## START Provided entries
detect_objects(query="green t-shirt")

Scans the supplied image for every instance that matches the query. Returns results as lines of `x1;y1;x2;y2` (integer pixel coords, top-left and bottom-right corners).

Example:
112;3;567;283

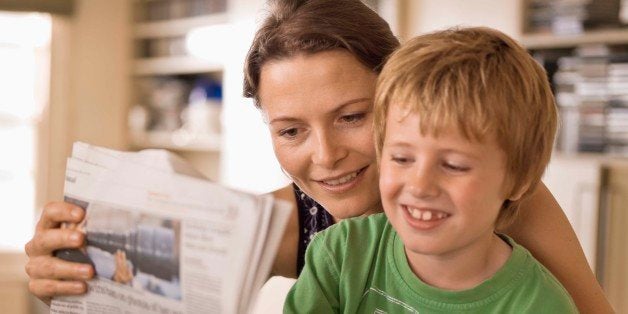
284;214;577;313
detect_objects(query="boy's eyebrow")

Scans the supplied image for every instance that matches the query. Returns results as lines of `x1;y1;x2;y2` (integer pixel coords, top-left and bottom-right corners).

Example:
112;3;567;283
440;148;480;160
269;97;371;124
385;143;480;160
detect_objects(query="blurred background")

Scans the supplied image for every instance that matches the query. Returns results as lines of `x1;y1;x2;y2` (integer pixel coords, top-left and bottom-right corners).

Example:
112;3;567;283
0;0;628;313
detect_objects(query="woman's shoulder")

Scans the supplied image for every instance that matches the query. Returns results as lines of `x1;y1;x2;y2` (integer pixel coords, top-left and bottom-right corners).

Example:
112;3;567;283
317;213;390;248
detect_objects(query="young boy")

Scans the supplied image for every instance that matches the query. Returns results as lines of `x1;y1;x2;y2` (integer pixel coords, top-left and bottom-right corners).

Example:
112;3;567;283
284;28;577;313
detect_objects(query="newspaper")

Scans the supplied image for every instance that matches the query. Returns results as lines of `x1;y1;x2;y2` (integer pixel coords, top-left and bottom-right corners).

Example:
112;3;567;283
50;142;290;314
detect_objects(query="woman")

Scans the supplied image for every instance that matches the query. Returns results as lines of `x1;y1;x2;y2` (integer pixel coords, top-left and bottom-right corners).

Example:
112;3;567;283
26;0;612;313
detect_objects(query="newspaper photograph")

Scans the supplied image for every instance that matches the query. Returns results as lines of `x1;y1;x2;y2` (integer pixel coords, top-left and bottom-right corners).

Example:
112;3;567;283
50;143;290;313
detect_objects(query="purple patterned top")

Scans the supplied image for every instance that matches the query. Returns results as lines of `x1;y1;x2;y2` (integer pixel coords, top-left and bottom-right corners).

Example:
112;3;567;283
292;183;334;275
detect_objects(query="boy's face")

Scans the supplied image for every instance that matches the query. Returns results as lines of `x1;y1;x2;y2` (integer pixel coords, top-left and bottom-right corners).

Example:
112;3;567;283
380;105;507;263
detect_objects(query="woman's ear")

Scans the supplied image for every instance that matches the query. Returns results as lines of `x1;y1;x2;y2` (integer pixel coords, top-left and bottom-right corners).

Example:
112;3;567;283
508;182;530;202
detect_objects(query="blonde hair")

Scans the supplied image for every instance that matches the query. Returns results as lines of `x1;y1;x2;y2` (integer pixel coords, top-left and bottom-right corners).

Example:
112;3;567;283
374;27;557;224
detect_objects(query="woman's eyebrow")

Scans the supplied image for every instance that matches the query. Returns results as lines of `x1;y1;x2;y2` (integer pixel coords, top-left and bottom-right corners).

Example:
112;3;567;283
269;97;371;124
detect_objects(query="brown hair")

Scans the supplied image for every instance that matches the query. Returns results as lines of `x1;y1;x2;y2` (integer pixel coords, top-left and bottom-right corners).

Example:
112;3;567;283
244;0;399;107
374;27;557;224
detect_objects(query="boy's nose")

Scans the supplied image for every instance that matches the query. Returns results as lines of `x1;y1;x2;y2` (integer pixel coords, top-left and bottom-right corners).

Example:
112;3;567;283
408;166;440;199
## END Provided entries
### Your instructions
Can you rewrite the listing from its start through the line holding "284;214;577;313", inclusive, with "green t-shirt" replaced by "red t-shirt", keeping all else unchanged and leaving the pictures out?

### Worked solution
detect_objects(query="red t-shirt")

Scans the supplied image for every instance that matches the query. Returns results as lines of `x1;y1;x2;y2` (integer pixel coords, top-left and bottom-right corners).

Example:
112;3;567;283

284;214;577;313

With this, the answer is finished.